WORK ORDER:
Copy out each line of the material in which the word "below" can be found.

Start of DATASET

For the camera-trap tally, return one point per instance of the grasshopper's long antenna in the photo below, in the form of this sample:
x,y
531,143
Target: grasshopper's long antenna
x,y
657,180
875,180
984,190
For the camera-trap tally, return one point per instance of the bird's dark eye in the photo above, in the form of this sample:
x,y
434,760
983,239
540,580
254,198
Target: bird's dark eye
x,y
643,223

End of DATASET
Start of DATASET

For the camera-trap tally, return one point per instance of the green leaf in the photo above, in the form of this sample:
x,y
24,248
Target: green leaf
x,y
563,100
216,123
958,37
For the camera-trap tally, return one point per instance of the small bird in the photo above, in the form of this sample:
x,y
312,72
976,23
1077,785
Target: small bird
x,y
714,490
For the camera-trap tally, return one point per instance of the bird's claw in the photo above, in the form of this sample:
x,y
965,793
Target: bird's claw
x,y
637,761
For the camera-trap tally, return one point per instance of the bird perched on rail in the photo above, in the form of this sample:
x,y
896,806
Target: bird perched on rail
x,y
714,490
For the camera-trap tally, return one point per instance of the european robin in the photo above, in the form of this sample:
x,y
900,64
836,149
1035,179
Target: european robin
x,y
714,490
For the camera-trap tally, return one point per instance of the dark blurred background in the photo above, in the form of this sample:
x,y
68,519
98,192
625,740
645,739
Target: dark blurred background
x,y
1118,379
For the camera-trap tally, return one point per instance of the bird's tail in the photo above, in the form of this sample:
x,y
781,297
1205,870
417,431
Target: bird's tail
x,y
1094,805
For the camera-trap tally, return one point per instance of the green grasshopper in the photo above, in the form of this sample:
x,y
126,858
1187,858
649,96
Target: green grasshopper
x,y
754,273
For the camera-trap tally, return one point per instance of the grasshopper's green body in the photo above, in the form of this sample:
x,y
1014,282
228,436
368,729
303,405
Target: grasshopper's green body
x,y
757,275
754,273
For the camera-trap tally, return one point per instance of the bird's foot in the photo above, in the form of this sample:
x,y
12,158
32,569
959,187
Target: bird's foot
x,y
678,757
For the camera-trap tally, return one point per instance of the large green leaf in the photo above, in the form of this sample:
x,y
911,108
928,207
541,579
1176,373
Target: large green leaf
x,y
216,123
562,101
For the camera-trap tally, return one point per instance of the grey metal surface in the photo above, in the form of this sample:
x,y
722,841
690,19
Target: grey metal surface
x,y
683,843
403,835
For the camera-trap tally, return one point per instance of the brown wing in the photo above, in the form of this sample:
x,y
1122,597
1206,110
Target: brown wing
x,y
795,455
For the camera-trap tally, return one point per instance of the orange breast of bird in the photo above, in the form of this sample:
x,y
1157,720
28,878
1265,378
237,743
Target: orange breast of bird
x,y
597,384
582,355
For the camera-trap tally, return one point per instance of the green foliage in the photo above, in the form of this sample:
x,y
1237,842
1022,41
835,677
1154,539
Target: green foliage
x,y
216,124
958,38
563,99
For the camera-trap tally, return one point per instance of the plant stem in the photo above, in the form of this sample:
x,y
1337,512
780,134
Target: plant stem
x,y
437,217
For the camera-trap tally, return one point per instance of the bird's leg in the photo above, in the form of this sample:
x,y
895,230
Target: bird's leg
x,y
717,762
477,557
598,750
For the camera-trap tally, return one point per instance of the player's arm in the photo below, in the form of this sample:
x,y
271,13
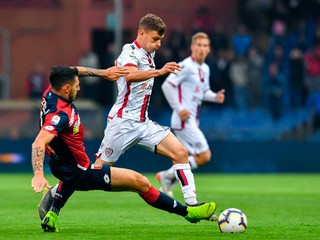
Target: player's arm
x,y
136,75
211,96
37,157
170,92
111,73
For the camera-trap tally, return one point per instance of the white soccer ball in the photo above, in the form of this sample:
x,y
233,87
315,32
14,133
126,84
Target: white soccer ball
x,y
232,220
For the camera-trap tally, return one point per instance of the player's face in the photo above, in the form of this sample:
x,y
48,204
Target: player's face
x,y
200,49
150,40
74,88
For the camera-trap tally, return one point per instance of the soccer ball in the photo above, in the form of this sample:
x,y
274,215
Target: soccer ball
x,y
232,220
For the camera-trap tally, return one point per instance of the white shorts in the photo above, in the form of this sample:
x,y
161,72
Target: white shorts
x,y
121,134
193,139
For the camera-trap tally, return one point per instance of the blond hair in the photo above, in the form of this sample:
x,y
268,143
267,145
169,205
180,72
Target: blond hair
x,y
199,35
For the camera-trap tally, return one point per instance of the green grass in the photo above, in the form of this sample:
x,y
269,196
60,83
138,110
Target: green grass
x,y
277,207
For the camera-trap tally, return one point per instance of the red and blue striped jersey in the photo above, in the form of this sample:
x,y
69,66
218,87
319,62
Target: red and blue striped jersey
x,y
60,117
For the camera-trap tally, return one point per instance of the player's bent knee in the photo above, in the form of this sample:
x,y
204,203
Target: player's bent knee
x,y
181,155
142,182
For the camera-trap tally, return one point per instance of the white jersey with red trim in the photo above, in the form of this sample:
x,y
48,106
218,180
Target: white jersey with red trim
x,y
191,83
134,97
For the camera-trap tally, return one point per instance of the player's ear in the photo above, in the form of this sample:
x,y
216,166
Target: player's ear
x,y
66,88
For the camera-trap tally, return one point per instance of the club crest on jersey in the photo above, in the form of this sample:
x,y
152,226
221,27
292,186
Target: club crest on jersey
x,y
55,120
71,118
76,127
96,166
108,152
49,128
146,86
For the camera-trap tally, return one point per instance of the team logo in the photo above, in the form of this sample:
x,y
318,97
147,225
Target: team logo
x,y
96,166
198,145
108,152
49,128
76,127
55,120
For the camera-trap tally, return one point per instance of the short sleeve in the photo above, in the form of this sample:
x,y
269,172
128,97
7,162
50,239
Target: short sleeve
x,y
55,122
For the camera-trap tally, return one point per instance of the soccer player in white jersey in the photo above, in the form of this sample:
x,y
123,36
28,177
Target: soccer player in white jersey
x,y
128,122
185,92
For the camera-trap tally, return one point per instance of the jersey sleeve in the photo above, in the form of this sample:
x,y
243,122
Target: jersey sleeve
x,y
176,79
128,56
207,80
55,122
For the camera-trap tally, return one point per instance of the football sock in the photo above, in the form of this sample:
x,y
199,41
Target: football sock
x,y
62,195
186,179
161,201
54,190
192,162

End of DATASET

SOLUTION:
For the camera-trap tally, return one point per instance of the grasshopper's long antenna in the photo below, in the form of this sample:
For the camera-trap tally, return one point per instance of the player's arm in the photo below, in the form of this sample:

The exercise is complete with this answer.